[Opening Records for the task section]
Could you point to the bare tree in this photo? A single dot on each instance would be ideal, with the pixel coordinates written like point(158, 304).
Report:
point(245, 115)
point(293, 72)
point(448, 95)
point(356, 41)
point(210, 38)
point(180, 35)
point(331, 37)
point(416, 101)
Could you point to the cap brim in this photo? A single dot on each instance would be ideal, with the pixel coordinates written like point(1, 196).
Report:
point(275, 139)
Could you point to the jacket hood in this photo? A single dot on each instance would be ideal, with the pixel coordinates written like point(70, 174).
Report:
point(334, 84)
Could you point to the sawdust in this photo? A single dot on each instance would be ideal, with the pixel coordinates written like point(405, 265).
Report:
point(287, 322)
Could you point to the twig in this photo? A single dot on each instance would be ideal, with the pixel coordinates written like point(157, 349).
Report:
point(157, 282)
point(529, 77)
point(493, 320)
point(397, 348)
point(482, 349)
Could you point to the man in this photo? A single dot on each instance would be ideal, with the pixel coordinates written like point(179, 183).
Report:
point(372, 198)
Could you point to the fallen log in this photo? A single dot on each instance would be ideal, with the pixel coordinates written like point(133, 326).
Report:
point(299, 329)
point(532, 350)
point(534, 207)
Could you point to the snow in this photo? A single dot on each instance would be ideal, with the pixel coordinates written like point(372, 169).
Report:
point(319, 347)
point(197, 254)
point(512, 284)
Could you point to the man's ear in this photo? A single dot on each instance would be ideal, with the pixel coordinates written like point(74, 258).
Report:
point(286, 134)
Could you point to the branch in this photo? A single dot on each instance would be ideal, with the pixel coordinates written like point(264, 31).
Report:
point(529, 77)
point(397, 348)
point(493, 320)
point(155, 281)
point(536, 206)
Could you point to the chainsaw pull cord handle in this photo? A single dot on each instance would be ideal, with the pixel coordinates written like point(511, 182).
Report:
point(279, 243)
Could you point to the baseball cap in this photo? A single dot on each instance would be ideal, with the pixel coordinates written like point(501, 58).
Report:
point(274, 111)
[Closing Records for the task section]
How to complete this task: Return every entry exactly; no line may be missing.

Solved problem:
Could you point to the bare tree in this photo? A single dot on each instance would be ideal, with the pixel coordinates written like point(158, 304).
Report:
point(245, 115)
point(293, 72)
point(448, 95)
point(356, 41)
point(210, 38)
point(180, 35)
point(331, 37)
point(416, 101)
Could you point to the cap brim in this photo? A single dot on each instance would be ideal, with the pixel coordinates written like point(1, 196).
Report:
point(275, 139)
Could you point to the jacket hood in this photo? A single dot on each instance would be ideal, with the pixel coordinates written like point(70, 174).
Report:
point(334, 84)
Could you point to the sawdust in this photo? A single dot on each instance would be ideal, with the pixel coordinates written like point(405, 265).
Report:
point(287, 322)
Could you point to the twig in this photo? A single dot on each instance would be ideal, with the pixel coordinates written like point(157, 349).
Report:
point(157, 282)
point(529, 77)
point(493, 320)
point(397, 348)
point(482, 349)
Could you point to the man in this photo? A single dot on each instance would be ideal, with the pixel coordinates written like point(179, 183).
Report:
point(372, 198)
Could you point to the fallen log in this photo? A single dot on each instance would be ideal, with the pixel coordinates written like point(133, 326).
Report:
point(299, 329)
point(532, 350)
point(534, 207)
Could you point to the snow in this photo? A single dot on each instance would be ideal, with the pixel coordinates written like point(372, 169).
Report:
point(319, 347)
point(197, 254)
point(512, 284)
Could you point to the man's ear in this photo? A single dot on each instance would be ideal, with the pixel coordinates written like point(74, 258).
Report:
point(286, 134)
Could you point to the branch in this photo? A single dot on each instance would be ideal, with the pixel coordinates written like point(264, 31).
Report:
point(529, 77)
point(397, 348)
point(493, 320)
point(155, 281)
point(536, 206)
Could you point to the chainsaw pull cord handle in this photo? A single dot on each instance would be ideal, with the pixel coordinates written like point(511, 182).
Report:
point(279, 243)
Could you point to the baseball cap in this photo? A single dot on each instance would be ideal, with the pixel coordinates written like point(501, 58).
Report:
point(274, 111)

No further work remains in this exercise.